# Page text
-.-.-

Credits: Michiel Bot

 

By various conference organizers and participants, including Joaquín Fuentealba, Madeleine Walker, Michiel Bot, Jeff Handmaker, and Phillip Paiement

On January 25, 2024, Tilburg Law School hosted a conference on "Protest under Pressure." The conference was organized by Daniel Augenstein, Michiel Bot, and Phillip Paiement of the Department of Public Law and Governance, with Jeff Handmaker of the International Institute of Social Studies, Erasmus University Rotterdam and Marthe Heringa of the Legal Mobilization Platform.

In recent years, policing and prosecution tactics have dramatically impacted activists and members of social movements working on issues such as environmental and climate justice, racial justice, LGBTQI+ rights, migrant rights, indigenous rights, and anti-apartheid campaigns. The increasing risks of violence, detention, and surveillance faced by these activists raise fundamental concerns about the constitutional space for legitimate political speech and action, including civil disobedience. The conference provided a forum for discussing the challenges that these activists face, as well as strategies - legal, political and organizational - for confronting these challenges. The participants also discussed the impacts that these repressive actions have had on public forums of political speech and action and democratic institutions.

-.-.-

# Exercise
Translate this sentence from the text on the "Protest under Pressure" conference into Spanish: "The conference provided a forum for discussing the challenges that these activists face, as well as strategies - legal, political and organizational - for confronting these challenges."

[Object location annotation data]
-.-.-

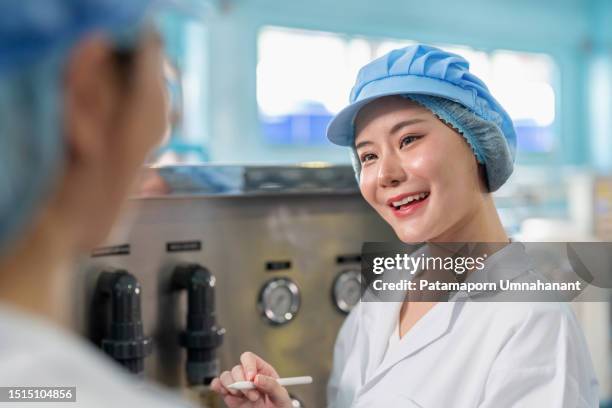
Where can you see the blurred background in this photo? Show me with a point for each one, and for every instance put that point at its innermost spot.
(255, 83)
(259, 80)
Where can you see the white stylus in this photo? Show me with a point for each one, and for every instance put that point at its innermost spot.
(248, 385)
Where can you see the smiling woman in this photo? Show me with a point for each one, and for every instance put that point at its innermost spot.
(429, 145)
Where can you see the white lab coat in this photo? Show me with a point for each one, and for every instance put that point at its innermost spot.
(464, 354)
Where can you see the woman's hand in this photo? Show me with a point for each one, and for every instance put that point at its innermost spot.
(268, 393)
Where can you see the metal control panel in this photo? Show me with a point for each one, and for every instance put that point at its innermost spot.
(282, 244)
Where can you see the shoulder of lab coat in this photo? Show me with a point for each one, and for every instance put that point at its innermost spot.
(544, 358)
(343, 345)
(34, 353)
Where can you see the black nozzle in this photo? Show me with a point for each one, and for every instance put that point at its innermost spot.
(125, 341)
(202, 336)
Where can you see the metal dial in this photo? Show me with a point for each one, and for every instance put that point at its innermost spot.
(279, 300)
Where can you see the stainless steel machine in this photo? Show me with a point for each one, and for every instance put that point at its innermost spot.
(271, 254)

-.-.-

# Written solution
La conferencia ofreció un foro para debatir los desafíos que enfrentan estos activistas, así como estrategias —legales, políticas y organizativas— para hacer frente a estos desafíos.